### Exercise
Find the line containing "Target: front door" in the data below, then output that line and each one after it exactly, with nothing else.

### Data shown
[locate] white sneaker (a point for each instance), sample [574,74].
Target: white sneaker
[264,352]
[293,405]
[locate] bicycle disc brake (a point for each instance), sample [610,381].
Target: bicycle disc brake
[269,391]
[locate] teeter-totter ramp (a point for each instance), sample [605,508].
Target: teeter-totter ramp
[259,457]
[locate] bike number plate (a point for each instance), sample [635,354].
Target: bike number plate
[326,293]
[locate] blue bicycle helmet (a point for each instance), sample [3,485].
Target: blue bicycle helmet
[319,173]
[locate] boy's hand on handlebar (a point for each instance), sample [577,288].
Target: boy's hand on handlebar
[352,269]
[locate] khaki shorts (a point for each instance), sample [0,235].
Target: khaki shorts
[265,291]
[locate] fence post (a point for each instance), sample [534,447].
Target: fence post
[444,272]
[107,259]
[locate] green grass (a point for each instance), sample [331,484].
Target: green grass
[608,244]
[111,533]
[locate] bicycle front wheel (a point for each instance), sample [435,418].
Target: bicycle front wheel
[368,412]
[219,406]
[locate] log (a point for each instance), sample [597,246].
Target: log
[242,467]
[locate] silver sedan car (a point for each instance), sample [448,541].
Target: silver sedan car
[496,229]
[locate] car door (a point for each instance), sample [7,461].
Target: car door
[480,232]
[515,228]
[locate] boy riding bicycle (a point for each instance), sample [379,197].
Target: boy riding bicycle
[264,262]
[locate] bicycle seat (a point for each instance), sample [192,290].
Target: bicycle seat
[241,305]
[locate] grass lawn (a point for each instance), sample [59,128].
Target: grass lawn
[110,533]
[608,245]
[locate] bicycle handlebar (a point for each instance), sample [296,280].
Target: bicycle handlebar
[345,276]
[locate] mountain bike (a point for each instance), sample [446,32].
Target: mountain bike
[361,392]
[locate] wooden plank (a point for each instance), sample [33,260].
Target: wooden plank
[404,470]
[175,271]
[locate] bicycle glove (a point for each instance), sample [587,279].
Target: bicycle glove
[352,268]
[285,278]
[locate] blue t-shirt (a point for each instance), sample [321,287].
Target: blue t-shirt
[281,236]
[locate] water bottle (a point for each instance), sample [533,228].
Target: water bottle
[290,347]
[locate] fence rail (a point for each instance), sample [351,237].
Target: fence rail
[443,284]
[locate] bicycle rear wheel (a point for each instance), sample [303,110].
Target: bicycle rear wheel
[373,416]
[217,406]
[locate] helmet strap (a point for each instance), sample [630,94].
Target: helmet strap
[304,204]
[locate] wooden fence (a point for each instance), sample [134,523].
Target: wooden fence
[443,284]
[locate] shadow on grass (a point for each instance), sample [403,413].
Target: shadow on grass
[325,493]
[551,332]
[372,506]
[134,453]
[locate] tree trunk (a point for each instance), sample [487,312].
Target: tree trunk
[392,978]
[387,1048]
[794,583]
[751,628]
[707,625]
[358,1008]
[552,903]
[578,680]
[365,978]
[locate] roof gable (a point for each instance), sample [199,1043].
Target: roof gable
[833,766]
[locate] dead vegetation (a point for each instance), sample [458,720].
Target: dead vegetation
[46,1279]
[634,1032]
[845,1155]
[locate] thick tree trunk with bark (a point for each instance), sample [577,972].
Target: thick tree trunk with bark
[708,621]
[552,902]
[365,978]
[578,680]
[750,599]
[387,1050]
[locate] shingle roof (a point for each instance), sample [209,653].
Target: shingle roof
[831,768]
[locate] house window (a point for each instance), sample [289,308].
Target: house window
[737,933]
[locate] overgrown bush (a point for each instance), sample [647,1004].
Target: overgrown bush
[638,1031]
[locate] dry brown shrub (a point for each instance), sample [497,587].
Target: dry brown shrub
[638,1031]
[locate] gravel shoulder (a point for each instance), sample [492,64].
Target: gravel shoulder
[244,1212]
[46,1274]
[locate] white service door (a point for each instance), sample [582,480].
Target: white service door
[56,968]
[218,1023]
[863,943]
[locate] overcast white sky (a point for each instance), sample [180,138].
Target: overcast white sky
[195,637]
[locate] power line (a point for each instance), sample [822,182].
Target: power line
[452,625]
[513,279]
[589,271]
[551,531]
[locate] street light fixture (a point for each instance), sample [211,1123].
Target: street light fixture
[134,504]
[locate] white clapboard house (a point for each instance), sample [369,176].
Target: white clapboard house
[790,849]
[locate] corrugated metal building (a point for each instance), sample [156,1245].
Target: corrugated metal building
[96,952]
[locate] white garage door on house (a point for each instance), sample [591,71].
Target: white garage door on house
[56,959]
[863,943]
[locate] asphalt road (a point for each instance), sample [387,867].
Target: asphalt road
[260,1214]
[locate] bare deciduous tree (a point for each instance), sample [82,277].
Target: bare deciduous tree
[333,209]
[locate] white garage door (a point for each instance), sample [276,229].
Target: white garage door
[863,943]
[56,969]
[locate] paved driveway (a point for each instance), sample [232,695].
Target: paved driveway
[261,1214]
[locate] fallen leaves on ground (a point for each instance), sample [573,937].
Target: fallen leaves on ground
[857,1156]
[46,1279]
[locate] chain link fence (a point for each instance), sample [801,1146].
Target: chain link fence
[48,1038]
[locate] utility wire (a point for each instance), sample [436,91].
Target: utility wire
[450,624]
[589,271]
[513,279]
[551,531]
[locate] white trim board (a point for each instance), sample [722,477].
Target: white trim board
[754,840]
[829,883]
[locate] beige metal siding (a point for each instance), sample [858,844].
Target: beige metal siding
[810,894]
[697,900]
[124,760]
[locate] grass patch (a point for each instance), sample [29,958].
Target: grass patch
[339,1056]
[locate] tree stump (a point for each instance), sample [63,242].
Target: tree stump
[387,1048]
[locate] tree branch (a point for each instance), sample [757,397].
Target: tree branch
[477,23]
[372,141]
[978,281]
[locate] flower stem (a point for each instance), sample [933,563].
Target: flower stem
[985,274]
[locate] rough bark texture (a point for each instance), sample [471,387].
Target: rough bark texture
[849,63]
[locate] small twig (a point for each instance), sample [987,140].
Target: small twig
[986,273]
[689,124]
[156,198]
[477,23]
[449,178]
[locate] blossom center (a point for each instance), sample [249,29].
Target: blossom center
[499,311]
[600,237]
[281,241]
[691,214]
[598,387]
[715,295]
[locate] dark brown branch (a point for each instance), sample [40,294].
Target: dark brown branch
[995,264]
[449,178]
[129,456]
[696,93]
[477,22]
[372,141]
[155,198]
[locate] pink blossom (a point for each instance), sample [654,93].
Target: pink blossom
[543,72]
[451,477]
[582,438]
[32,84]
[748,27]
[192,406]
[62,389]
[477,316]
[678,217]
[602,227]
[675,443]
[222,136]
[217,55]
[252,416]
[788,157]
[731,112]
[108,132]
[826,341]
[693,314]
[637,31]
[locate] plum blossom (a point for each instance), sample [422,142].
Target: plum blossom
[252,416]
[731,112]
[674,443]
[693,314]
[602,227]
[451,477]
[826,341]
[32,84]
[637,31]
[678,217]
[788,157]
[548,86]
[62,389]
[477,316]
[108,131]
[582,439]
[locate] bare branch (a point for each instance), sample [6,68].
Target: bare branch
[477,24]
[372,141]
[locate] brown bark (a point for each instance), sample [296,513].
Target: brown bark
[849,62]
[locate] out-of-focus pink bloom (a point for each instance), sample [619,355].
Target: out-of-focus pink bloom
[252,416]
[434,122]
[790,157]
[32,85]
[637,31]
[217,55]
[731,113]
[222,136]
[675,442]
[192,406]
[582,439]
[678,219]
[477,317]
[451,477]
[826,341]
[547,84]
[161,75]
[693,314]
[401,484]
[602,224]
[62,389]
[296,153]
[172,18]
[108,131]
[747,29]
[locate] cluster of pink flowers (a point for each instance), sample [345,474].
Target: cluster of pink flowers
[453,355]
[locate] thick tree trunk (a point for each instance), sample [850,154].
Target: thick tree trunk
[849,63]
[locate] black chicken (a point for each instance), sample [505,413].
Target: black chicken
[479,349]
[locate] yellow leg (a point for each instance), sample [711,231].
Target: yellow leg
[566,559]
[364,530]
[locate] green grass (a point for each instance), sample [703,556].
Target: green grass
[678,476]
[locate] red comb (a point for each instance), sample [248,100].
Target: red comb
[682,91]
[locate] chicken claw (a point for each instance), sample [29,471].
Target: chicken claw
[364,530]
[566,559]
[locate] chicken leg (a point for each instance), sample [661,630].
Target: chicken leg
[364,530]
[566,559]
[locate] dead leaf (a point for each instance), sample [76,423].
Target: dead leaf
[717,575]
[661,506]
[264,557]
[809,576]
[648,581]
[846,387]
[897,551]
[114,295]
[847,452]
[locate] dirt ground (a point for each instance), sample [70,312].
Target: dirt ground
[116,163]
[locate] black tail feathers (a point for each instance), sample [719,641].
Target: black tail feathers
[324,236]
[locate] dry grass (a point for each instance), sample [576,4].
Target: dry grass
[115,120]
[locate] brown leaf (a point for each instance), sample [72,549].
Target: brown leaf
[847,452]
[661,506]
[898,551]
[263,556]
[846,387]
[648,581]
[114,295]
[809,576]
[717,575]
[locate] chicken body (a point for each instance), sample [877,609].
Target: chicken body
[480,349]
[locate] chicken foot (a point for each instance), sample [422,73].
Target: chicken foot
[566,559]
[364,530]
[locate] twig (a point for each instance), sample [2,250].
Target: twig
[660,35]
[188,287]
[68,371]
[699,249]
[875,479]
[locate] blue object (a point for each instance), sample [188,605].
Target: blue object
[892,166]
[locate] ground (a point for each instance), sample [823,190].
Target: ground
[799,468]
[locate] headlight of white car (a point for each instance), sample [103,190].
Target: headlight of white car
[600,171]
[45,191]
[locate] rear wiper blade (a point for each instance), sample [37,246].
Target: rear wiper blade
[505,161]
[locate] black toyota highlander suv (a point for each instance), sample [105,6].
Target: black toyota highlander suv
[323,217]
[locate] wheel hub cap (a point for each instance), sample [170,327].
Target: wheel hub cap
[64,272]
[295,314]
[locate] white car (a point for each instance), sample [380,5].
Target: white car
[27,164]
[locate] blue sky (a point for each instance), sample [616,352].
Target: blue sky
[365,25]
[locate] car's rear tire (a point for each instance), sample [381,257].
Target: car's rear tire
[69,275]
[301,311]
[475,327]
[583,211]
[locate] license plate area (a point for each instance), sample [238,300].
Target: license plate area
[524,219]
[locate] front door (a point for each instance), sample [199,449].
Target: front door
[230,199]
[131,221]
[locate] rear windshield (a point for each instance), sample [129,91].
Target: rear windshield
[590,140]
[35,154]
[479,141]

### Reply
Target: front door
[230,199]
[131,221]
[locate] rear windshield (a point for each instance), sample [129,91].
Target: rear windshield
[590,140]
[35,154]
[479,141]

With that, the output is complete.